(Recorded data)

****************

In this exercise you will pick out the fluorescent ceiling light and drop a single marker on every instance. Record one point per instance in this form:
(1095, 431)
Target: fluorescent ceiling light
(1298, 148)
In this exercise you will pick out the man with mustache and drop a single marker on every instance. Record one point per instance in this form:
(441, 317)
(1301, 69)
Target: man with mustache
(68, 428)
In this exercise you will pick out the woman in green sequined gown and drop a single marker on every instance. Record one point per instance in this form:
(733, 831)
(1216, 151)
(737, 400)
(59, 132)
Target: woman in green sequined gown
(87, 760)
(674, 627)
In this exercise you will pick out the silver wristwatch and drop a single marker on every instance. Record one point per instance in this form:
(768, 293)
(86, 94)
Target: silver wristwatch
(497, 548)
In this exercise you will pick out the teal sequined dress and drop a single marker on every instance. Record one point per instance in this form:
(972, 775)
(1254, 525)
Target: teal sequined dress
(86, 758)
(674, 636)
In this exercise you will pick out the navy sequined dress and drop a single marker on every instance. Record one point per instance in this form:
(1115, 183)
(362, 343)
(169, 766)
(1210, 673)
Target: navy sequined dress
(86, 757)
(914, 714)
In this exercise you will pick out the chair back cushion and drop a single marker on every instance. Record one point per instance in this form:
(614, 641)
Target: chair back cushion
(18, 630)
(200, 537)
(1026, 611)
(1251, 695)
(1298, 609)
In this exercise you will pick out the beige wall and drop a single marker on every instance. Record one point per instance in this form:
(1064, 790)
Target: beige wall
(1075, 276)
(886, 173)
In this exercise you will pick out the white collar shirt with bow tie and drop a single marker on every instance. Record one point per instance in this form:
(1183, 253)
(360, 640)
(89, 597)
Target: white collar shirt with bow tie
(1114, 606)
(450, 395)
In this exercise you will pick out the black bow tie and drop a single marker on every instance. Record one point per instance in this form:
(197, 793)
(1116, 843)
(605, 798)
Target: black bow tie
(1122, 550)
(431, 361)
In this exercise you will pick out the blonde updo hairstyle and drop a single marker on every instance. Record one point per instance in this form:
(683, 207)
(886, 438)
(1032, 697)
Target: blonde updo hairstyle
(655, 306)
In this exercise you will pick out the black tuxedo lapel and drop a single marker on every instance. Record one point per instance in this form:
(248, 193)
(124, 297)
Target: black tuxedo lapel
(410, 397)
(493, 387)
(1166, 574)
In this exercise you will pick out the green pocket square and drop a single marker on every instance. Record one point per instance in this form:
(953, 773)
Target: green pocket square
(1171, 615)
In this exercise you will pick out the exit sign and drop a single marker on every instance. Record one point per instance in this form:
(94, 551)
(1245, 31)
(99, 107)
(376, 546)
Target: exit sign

****************

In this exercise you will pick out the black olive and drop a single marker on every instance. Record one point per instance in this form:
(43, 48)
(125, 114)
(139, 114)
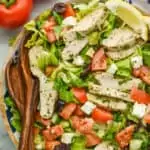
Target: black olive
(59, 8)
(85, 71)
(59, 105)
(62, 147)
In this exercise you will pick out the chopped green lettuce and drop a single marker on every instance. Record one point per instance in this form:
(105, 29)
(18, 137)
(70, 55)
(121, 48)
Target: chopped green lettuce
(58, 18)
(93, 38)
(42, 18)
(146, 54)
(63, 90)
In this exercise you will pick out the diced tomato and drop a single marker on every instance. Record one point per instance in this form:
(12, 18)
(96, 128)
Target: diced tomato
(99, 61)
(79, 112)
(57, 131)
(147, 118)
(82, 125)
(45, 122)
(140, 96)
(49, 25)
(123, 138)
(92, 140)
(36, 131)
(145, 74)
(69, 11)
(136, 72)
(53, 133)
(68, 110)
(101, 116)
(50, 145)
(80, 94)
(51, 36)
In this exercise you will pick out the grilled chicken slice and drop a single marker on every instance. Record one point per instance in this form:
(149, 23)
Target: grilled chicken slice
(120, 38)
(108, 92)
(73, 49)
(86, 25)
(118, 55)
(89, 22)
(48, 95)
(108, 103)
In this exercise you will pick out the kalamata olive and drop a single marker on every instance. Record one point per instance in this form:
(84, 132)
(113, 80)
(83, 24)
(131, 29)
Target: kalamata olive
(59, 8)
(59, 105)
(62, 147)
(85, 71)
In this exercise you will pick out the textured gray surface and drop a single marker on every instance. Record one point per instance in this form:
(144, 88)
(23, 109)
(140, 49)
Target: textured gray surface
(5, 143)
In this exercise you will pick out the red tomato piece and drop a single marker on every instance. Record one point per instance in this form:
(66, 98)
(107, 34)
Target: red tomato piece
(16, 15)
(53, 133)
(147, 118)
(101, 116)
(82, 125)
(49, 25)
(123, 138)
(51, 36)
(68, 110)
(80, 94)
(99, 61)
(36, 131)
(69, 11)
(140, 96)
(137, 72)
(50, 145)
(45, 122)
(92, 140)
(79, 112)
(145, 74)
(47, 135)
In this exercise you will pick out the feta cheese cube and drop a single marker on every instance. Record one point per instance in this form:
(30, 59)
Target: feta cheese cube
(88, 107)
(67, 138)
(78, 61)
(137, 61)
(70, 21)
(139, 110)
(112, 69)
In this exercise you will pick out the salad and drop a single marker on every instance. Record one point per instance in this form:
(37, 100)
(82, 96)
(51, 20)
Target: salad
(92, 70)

****************

◆ **What you need to do**
Rewrite every line from the one containing "In this exercise you will pick out the fluorescent" down to the one containing "(1298, 148)", scaling each answer point's coordinates by 0.55 and rounding to whole numbers, with halves rounded up. Leave all other numbers unchanged.

◆ **Correct output**
In this exercise you will pick out the fluorescent ceiling light and drop a single marker on every instance. Record one point per instance in this form:
(1095, 431)
Target: fluorescent ceiling light
(714, 81)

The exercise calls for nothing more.